* Consignes de travail: Peux-tu réécrire les items ci-dessous en remplaçant « white fur hat » par « black fur hat », sans rien modifier d'autre ?

========================

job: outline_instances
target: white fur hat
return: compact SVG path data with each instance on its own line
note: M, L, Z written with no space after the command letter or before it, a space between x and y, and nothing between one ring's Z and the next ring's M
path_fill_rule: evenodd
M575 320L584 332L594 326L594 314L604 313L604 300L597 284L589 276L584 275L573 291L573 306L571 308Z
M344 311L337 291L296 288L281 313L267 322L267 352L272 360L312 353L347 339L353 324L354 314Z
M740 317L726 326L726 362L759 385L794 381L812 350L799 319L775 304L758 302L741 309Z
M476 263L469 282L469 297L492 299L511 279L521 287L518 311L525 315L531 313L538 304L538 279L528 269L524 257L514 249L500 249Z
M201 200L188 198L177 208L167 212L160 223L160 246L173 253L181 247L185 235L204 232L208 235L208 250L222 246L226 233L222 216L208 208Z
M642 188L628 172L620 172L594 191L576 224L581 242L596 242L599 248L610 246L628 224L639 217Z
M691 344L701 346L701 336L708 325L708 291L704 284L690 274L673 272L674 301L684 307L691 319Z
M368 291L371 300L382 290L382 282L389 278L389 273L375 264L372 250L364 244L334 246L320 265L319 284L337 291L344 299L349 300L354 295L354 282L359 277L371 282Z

========================

* Corrigé de l'exercice:
job: outline_instances
target: black fur hat
return: compact SVG path data with each instance on its own line
note: M, L, Z written with no space after the command letter or before it, a space between x and y, and nothing between one ring's Z and the next ring's M
path_fill_rule: evenodd
M575 320L584 332L594 326L594 314L604 313L604 300L597 284L589 276L584 275L573 291L573 306L571 308Z
M344 311L337 291L296 288L281 313L267 322L267 352L272 360L312 353L347 339L353 324L354 314Z
M740 317L726 326L726 362L759 385L794 381L812 350L799 319L775 304L758 302L741 309Z
M476 263L469 282L469 297L492 299L511 279L521 287L518 311L525 315L531 313L538 304L538 279L528 269L524 257L514 249L500 249Z
M201 200L188 198L177 208L167 212L160 223L160 246L173 253L181 247L185 235L204 232L208 235L208 250L222 246L226 233L222 216L208 208Z
M642 188L628 172L620 172L594 191L576 224L581 242L596 242L599 248L610 246L628 224L639 217Z
M691 344L701 346L701 336L708 325L708 291L704 284L690 274L673 272L674 301L684 307L691 319Z
M368 291L371 300L382 290L382 282L389 278L389 273L375 264L372 250L364 244L334 246L320 265L319 284L337 291L344 299L349 300L354 295L354 282L359 277L371 282Z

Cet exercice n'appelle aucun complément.